● Source material:
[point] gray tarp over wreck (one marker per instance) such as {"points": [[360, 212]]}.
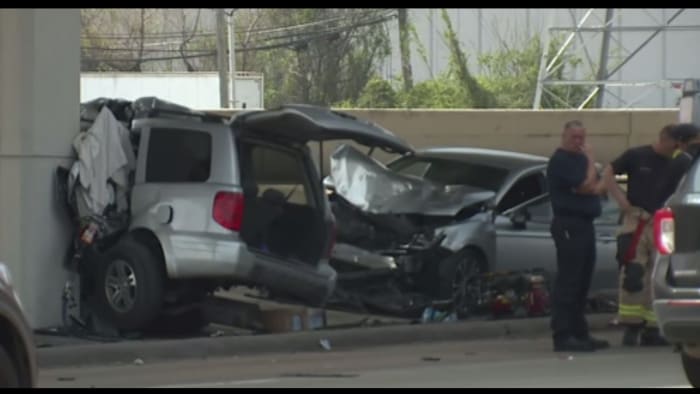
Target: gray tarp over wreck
{"points": [[372, 187]]}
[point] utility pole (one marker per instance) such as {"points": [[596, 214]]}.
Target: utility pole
{"points": [[604, 52], [221, 57], [232, 58]]}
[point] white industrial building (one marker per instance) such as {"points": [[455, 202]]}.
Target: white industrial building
{"points": [[40, 96], [643, 81]]}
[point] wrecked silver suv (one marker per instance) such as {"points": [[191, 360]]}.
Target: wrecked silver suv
{"points": [[170, 204]]}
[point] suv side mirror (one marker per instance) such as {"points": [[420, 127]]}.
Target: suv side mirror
{"points": [[328, 183], [519, 218]]}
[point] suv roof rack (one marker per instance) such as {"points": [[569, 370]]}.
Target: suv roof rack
{"points": [[151, 107]]}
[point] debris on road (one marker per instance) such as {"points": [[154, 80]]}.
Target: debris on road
{"points": [[325, 344]]}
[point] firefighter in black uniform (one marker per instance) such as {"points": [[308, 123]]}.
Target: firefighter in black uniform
{"points": [[644, 167]]}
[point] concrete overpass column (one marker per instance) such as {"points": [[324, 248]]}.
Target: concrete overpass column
{"points": [[39, 116]]}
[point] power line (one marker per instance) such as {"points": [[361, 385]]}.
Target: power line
{"points": [[299, 40], [209, 53], [212, 33]]}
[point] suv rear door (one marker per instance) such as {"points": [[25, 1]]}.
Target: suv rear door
{"points": [[305, 123]]}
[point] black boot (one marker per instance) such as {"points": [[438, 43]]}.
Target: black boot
{"points": [[652, 337], [631, 335]]}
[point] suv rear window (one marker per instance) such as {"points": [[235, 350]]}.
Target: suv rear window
{"points": [[176, 156], [282, 171]]}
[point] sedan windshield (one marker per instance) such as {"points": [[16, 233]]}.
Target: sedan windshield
{"points": [[451, 172]]}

● What is being asked: Copy out, unchanged, every line of the data from the line containing "[point] power line" through the final line of the data.

● Output:
[point] power line (one marker per instance) such as {"points": [[361, 385]]}.
Target: power line
{"points": [[299, 40], [209, 53], [212, 33]]}
[point] suv rear door (one marker per instance) such as {"points": [[25, 1]]}.
Target: suv rear door
{"points": [[305, 123]]}
[point] black boot (one marker per instance) such as {"points": [[438, 43]]}.
Target: black boot
{"points": [[652, 337], [631, 335]]}
[point] suv rear window (one marker per instance) such as {"points": [[235, 350]]}.
Target: suv rear window
{"points": [[176, 156], [282, 171]]}
[point] sedan windshield (one marker per instance) such as {"points": [[16, 233]]}.
Target: sedan windshield
{"points": [[451, 172]]}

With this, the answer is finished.